D'après le texte sur le roman Rome est une femme, répondez à ces questions :
1. Chez quel éditeur le roman paraît-il, et depuis quand est-il disponible ?
2. En quelle année l'intrigue se déroule-t-elle ?
3. Comment s'appelle le chef de Cesare Accardi ?

___ Texte de lecture ___

Rome est une femme de Michel Chevallier : un roman noir à l’italienne
Michel Chevallier présente son nouveau roman intitulé Rome est une femme aux éditions de L’Harmattan. L’ouvrage est disponible depuis octobre 2020. Un titre mystérieux, qui suscite immédiatement l’intérêt du futur lecteur. Rome est une destination touristique qui fascine le monde entier : la capitale italienne jouit d’un patrimoine riche et d’un train de vie qui laisse rêveur. Nombreux sont les couples à choisir cette cité millénaire pour déguster un verre de vin en visitant les plus beaux musées… Difficile d’imaginer que, par-delà cette façade si douce d’allégresse, les années du fascisme de Mussolini ont écrasé le peuple. Le « Duce » a cherché à s’élever au rang de Dieu, dans un pays résolument catholique et pieux… C’est en 1935 que se déroule l’intrigue de ce polar historique glaçant, qui ne manque pas d’originalité par les multiples thématiques abordées et surtout son contexte rarement traité en littérature moderne.
Le lecteur devient le complice d’un jeune héros torturé, Cesare Accardi, issu des quartiers pauvres. Ce dernier est un policier peu expérimenté, qui cherche simplement à survivre comme il peut. Son chef Gaetano est un homme charismatique et très intelligent, qui n’hésitera pas — tout au long du récit — à manipuler son petit monde, afin de lever le voile sur la vérité et étouffer le mensonge. Intéressant donc, de constater qu’un personnage cachottier et plutôt menteur est en réalité ici symbole de vertu et de moralité. La première affaire que l’on confie à Cesare est une sombre enquête… La résolution du meurtre terrible d’une femme retrouvée sur la plage, Vantona Vizzi.

___ Données affichées ___

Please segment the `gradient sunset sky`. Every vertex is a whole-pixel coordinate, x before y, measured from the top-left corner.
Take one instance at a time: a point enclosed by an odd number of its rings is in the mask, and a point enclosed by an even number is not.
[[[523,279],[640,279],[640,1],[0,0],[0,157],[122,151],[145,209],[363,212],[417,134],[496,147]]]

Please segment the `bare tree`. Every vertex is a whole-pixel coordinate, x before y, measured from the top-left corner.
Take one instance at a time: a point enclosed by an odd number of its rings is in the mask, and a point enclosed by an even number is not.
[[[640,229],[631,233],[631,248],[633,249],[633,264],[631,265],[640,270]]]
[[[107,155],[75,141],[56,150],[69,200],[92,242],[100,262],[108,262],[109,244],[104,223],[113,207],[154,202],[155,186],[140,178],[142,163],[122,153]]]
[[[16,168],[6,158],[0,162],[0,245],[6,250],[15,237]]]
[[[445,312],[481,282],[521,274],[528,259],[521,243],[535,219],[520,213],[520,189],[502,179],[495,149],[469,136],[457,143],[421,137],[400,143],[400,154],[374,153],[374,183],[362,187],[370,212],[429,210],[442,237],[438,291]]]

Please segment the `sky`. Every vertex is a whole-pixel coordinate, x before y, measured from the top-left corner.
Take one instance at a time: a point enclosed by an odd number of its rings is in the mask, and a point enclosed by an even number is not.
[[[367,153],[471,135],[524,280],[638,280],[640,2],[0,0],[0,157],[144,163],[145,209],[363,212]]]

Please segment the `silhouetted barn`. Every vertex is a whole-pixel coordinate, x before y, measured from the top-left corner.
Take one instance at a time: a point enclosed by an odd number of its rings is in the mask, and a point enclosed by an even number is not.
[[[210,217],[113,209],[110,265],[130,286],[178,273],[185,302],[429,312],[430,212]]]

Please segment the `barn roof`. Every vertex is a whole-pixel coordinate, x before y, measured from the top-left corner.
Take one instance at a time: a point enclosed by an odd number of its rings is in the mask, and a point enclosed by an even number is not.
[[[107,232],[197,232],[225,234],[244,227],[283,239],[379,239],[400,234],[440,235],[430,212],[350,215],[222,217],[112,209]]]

___

Réponse complète:
1. Aux éditions de L'Harmattan, depuis octobre 2020.
2. En 1935.
3. Gaetano.